ACTIVITY: Copy out exactly the lines beginning with the one that contains "Tag the puddle" and ending at the last line of the listing, skipping any pictures.

WORKING DATA:
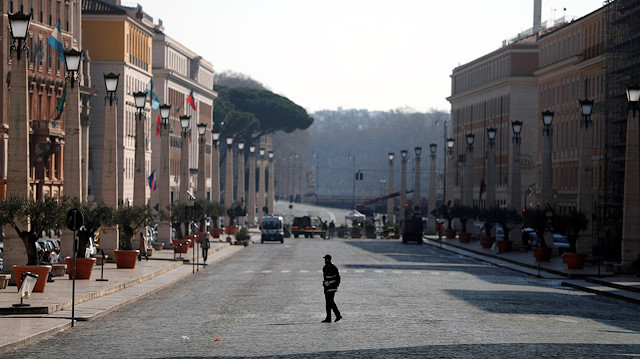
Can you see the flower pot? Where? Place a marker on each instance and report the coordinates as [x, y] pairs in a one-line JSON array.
[[216, 232], [41, 271], [84, 267], [464, 237], [231, 230], [542, 254], [504, 246], [486, 242], [125, 258], [574, 260]]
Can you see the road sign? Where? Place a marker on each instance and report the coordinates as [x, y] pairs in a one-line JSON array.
[[75, 219]]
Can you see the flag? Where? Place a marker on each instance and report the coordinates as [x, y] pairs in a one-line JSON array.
[[152, 180], [55, 40], [61, 104], [191, 101], [158, 125]]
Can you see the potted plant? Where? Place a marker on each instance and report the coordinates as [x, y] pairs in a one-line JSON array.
[[445, 212], [370, 230], [537, 219], [572, 225], [464, 214], [130, 219], [94, 217], [48, 213], [242, 236]]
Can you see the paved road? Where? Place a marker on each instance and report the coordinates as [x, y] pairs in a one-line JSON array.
[[397, 300]]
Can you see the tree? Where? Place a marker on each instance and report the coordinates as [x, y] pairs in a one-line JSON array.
[[49, 213], [251, 113], [131, 219], [94, 218]]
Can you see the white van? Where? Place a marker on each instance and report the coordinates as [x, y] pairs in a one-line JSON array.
[[272, 229]]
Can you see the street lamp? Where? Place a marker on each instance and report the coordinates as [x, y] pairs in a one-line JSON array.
[[72, 59], [111, 84], [185, 120], [271, 191], [251, 201], [19, 25], [390, 200], [467, 199]]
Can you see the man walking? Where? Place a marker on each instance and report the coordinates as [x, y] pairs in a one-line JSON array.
[[331, 282]]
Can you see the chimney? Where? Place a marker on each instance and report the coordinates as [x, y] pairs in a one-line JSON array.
[[537, 14]]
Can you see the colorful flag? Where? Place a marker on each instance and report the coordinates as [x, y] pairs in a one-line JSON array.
[[61, 104], [152, 180], [191, 101], [55, 40], [483, 188], [158, 125]]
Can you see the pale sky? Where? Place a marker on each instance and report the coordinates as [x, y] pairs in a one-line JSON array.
[[364, 54]]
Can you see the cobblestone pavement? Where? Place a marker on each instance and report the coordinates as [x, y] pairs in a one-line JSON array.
[[397, 300]]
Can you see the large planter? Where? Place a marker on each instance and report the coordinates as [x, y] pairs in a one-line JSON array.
[[180, 244], [84, 267], [216, 232], [450, 233], [486, 242], [231, 230], [574, 260], [41, 271], [504, 246], [542, 254], [126, 258]]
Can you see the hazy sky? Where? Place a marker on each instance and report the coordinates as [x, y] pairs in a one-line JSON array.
[[366, 54]]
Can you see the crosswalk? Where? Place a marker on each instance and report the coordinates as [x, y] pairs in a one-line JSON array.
[[349, 271]]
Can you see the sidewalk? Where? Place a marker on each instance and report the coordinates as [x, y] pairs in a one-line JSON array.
[[97, 298], [594, 279]]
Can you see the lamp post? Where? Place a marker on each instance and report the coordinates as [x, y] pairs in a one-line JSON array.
[[110, 175], [390, 217], [516, 181], [139, 177], [467, 198], [215, 166], [547, 176], [164, 176], [585, 190], [241, 182], [417, 193], [491, 173], [403, 186], [448, 155], [272, 184], [631, 202], [185, 120], [261, 185], [18, 168], [202, 141], [72, 158], [228, 179], [251, 200]]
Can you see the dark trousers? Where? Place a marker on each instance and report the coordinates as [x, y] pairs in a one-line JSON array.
[[331, 304]]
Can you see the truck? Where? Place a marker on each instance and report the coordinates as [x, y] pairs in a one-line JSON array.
[[307, 226]]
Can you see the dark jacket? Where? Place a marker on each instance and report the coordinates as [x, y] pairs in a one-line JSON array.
[[331, 277]]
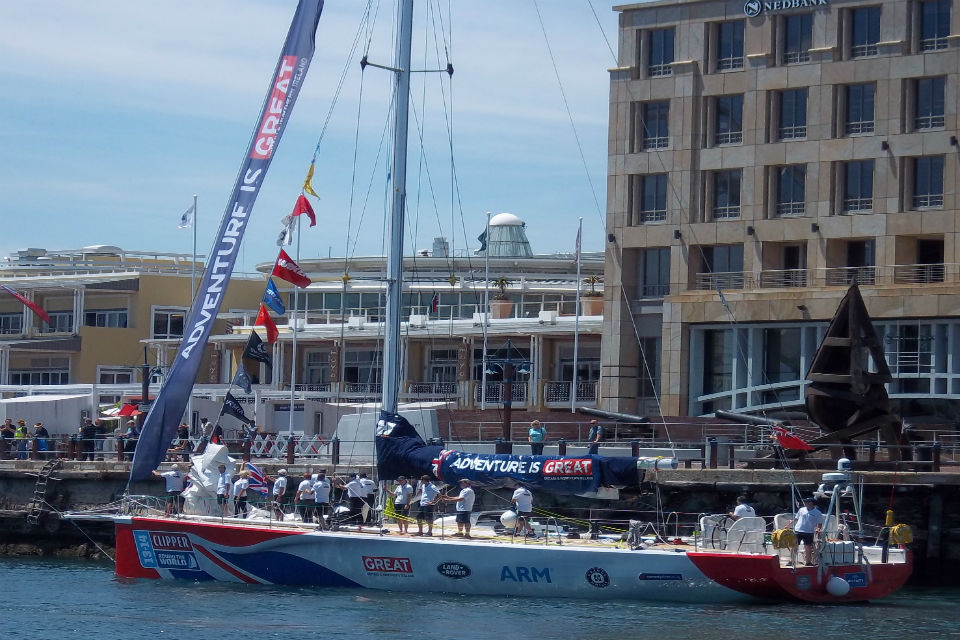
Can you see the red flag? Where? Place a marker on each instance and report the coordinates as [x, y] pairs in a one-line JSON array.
[[264, 320], [303, 206], [30, 305], [290, 271], [789, 441]]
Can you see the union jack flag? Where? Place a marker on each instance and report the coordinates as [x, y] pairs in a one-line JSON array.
[[258, 481]]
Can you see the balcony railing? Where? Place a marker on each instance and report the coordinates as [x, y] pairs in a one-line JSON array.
[[558, 392], [434, 389], [495, 392], [724, 280]]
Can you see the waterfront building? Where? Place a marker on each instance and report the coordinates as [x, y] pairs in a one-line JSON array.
[[104, 303], [339, 327], [763, 157]]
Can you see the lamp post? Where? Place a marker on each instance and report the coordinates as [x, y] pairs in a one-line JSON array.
[[509, 365]]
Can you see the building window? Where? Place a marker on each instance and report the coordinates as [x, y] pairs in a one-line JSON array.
[[106, 318], [791, 183], [859, 112], [730, 45], [654, 124], [928, 182], [858, 186], [653, 198], [797, 35], [726, 194], [729, 119], [168, 323], [114, 375], [11, 323], [793, 114], [928, 103], [661, 53], [864, 31], [934, 24], [60, 322], [317, 369], [655, 272]]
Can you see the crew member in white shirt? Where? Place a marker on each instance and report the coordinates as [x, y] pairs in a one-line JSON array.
[[401, 504], [464, 502], [429, 497], [279, 492], [223, 489], [523, 502], [321, 489], [306, 499]]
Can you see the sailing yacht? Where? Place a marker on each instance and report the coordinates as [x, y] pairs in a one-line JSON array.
[[736, 563]]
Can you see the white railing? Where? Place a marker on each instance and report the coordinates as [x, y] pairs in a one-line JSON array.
[[558, 391], [495, 392]]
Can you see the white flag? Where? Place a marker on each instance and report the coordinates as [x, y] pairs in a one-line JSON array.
[[186, 220], [285, 239]]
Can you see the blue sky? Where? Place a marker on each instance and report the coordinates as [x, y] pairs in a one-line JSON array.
[[114, 113]]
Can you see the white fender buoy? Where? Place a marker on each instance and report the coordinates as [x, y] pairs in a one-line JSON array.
[[837, 586]]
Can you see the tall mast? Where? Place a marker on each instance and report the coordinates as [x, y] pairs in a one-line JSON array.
[[395, 225]]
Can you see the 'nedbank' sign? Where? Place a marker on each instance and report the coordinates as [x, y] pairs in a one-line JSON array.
[[753, 8]]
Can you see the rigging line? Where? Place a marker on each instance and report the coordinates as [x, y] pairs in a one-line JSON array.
[[573, 126], [343, 76]]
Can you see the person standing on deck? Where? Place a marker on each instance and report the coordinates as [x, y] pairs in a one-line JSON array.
[[403, 492], [322, 488], [464, 500], [279, 491], [806, 524], [536, 436], [223, 488], [430, 496], [306, 498], [743, 509]]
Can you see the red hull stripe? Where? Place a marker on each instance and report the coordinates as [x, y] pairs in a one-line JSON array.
[[223, 565]]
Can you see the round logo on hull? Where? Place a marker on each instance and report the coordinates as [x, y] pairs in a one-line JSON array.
[[598, 577]]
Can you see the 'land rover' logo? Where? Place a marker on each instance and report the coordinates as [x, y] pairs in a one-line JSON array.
[[455, 570]]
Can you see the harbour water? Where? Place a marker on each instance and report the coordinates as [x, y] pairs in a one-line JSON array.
[[44, 598]]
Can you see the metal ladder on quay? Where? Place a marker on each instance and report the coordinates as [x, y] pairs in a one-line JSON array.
[[40, 490]]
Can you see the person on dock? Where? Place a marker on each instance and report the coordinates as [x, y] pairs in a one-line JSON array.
[[41, 435], [536, 436], [21, 435], [88, 434], [464, 500], [223, 488], [429, 497], [321, 489], [594, 436], [370, 488], [279, 491], [807, 523], [523, 503], [306, 498], [743, 509], [401, 503], [176, 480]]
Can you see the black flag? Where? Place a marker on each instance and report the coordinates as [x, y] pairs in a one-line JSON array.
[[233, 408], [256, 350], [242, 379]]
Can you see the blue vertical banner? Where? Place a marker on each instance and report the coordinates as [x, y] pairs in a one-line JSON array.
[[167, 411]]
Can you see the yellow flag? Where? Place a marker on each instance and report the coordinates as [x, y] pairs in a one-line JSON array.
[[308, 183]]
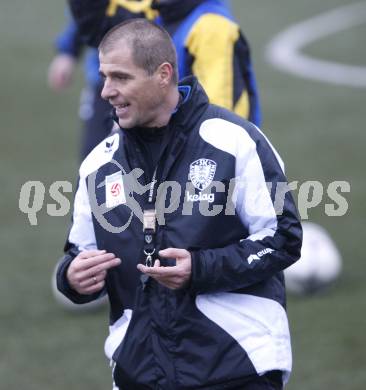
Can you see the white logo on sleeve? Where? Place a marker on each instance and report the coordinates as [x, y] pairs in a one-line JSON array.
[[114, 191], [258, 255], [202, 172]]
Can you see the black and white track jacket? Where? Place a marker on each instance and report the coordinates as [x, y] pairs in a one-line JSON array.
[[222, 195]]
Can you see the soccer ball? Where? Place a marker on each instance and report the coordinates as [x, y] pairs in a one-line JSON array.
[[71, 306], [320, 263]]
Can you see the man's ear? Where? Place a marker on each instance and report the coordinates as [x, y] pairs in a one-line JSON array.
[[165, 73]]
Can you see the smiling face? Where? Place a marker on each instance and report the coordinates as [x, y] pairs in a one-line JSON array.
[[140, 99]]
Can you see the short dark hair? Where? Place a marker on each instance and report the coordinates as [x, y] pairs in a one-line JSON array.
[[150, 44]]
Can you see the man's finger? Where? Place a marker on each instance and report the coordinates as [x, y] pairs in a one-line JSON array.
[[96, 260], [157, 270]]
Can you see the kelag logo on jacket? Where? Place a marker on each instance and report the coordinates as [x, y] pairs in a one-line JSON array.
[[202, 172]]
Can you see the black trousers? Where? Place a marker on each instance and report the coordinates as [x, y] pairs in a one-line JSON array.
[[272, 380]]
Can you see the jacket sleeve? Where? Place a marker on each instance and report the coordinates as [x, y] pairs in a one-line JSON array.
[[81, 237], [95, 18], [267, 210], [69, 40]]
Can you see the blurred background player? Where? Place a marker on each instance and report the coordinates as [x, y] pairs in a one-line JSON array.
[[209, 44], [94, 112]]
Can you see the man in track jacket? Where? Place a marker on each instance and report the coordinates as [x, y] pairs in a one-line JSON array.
[[183, 218]]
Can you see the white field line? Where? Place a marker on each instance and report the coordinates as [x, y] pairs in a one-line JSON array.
[[284, 51]]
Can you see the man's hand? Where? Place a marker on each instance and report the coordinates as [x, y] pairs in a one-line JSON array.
[[172, 277], [87, 272]]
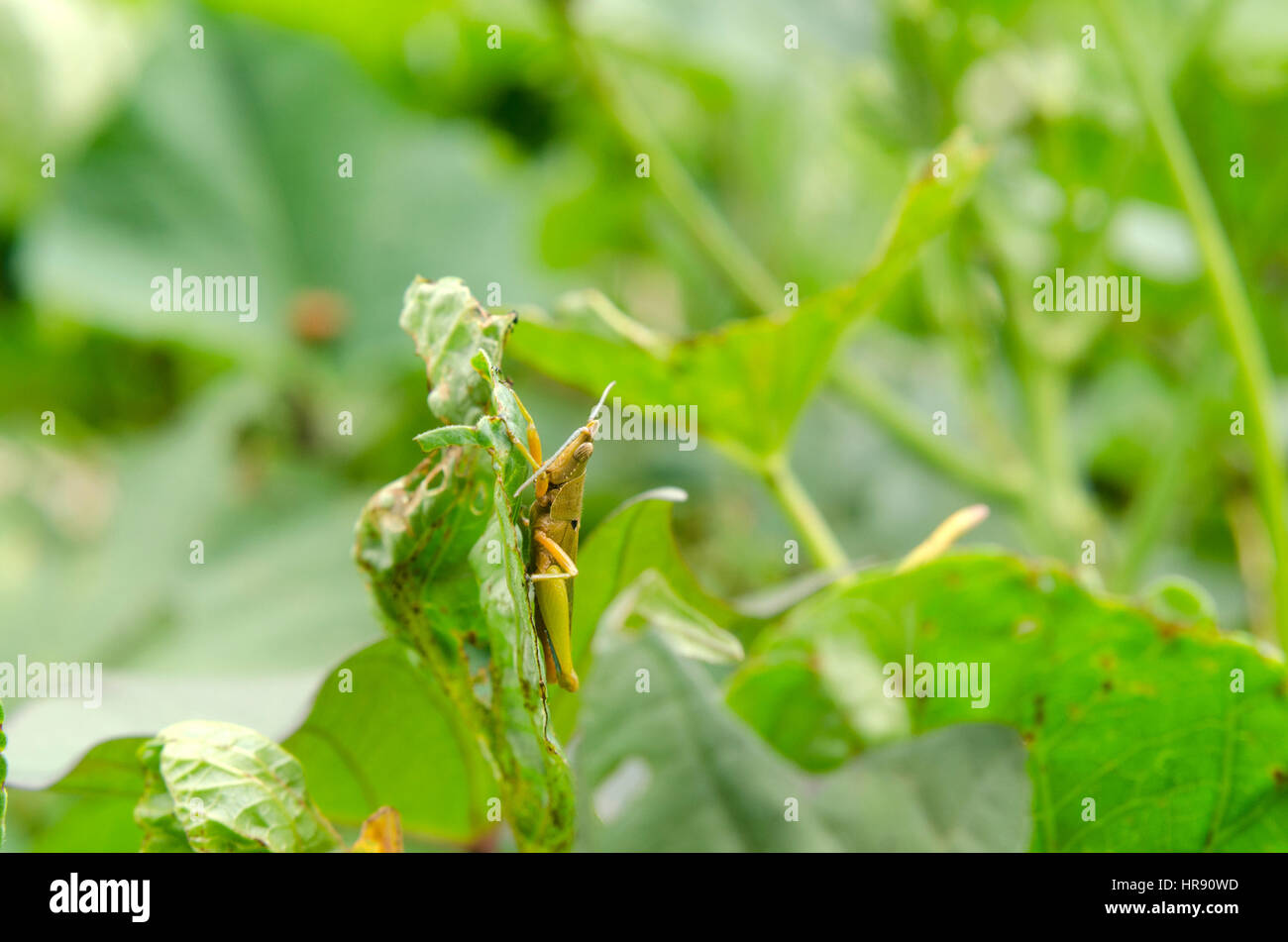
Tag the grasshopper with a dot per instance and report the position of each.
(555, 515)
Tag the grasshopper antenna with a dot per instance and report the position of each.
(601, 400)
(552, 460)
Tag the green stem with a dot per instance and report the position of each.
(721, 244)
(1233, 305)
(1001, 484)
(778, 475)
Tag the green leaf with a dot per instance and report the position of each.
(446, 560)
(223, 787)
(218, 177)
(1176, 732)
(748, 381)
(651, 603)
(380, 732)
(816, 699)
(669, 767)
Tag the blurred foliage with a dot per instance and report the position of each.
(515, 167)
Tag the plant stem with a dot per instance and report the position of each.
(1236, 319)
(725, 249)
(804, 514)
(868, 396)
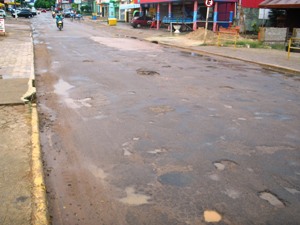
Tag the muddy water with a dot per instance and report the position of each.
(136, 133)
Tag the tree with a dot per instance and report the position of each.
(44, 3)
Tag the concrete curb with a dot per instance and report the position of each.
(268, 66)
(39, 212)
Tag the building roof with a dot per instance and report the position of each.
(251, 3)
(280, 4)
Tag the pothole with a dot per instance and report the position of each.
(225, 164)
(272, 199)
(175, 179)
(161, 109)
(145, 72)
(133, 198)
(211, 216)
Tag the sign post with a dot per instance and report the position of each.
(208, 3)
(2, 26)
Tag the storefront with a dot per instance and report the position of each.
(191, 13)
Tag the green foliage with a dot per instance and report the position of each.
(85, 8)
(255, 27)
(274, 15)
(44, 4)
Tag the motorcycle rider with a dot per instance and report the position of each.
(58, 18)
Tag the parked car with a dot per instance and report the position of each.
(23, 13)
(141, 21)
(2, 13)
(33, 11)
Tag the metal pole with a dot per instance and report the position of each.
(206, 24)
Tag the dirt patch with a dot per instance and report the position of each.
(200, 33)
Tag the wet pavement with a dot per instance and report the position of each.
(16, 69)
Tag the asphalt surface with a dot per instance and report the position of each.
(21, 184)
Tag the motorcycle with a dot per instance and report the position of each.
(60, 25)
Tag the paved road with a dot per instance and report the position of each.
(16, 69)
(138, 133)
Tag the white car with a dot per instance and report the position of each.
(2, 13)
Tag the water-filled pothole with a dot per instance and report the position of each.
(175, 179)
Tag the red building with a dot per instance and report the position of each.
(251, 3)
(191, 11)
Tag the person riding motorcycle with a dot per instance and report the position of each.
(58, 18)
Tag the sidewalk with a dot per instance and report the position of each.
(23, 198)
(22, 192)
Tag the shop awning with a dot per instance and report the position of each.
(280, 4)
(129, 6)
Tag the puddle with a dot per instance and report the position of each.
(134, 199)
(62, 88)
(175, 179)
(272, 199)
(127, 44)
(211, 216)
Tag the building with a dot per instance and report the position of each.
(191, 14)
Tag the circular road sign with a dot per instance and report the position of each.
(209, 3)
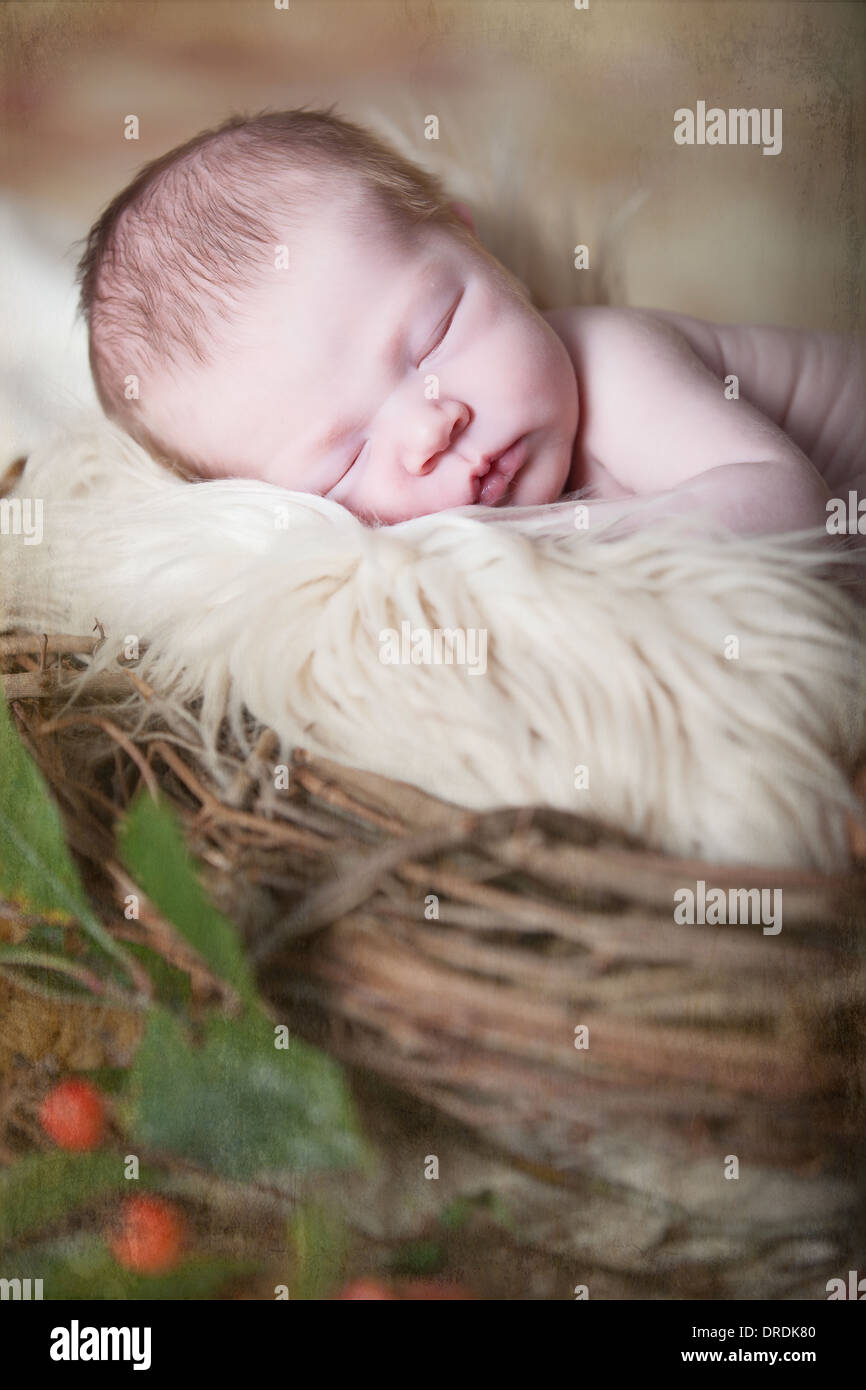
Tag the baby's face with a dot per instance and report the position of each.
(385, 378)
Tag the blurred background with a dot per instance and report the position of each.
(555, 124)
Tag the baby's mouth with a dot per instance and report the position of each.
(501, 474)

ANSWER TO THE PROBLEM:
Tag the puddle with a dot per instance and report the position of each.
(134, 199)
(62, 88)
(175, 179)
(272, 199)
(127, 44)
(211, 216)
Tag the building with a dot per instance and report the position of each.
(191, 14)
Tag the circular road sign with a dot per instance and report the position of each.
(209, 3)
Tag the baby's face with a dot per instance and report the position of each.
(385, 378)
Tag the blurred background with a dot per instance and report the position of each.
(555, 124)
Tag the baby's mouth with a dot per instance and report the position of each.
(501, 474)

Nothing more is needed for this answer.